**Provided records**
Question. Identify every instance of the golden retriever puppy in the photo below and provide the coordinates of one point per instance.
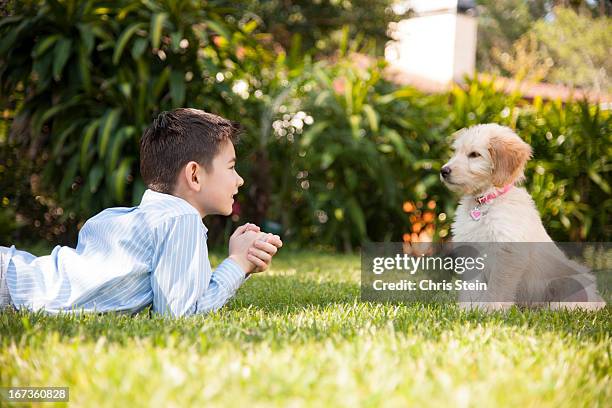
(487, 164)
* * *
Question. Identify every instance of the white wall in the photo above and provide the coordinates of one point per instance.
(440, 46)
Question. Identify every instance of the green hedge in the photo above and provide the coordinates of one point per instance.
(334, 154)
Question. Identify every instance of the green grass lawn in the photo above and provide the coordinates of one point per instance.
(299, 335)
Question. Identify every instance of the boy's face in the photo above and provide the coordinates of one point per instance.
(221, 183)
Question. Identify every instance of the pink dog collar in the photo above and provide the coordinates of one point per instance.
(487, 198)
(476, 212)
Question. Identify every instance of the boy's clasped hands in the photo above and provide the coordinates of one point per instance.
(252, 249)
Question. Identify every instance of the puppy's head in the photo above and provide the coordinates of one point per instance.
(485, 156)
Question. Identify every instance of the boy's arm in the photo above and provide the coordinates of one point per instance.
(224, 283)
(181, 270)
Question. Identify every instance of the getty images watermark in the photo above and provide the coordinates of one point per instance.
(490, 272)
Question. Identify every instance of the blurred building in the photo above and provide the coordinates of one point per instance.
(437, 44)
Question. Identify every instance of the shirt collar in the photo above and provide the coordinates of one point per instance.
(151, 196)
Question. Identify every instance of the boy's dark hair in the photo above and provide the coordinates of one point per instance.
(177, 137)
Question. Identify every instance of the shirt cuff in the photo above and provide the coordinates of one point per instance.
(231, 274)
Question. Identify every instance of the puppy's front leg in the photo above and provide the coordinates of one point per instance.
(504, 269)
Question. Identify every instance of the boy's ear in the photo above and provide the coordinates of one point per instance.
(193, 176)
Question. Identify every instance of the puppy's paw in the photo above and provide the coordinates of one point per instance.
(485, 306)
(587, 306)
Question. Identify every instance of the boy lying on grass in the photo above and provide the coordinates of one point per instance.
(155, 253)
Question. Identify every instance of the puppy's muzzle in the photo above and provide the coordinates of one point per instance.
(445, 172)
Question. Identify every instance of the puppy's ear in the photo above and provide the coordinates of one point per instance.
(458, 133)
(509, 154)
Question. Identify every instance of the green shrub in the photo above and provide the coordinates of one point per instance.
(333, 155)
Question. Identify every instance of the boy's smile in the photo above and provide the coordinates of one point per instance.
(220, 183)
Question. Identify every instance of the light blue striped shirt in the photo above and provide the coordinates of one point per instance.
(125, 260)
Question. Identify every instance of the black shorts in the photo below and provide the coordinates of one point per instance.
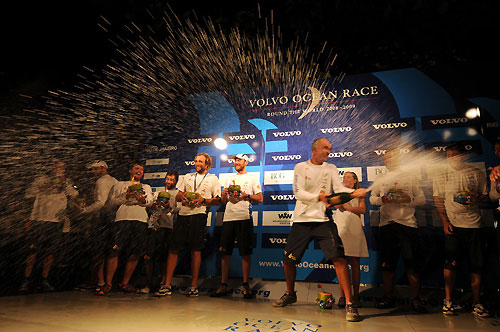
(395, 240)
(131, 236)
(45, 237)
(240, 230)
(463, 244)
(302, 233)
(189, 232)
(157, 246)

**Short problem**
Count the lines in the data above that contain the string "grass", treating uppercase and lowercase as different, and reply with only the number.

**Answer below**
2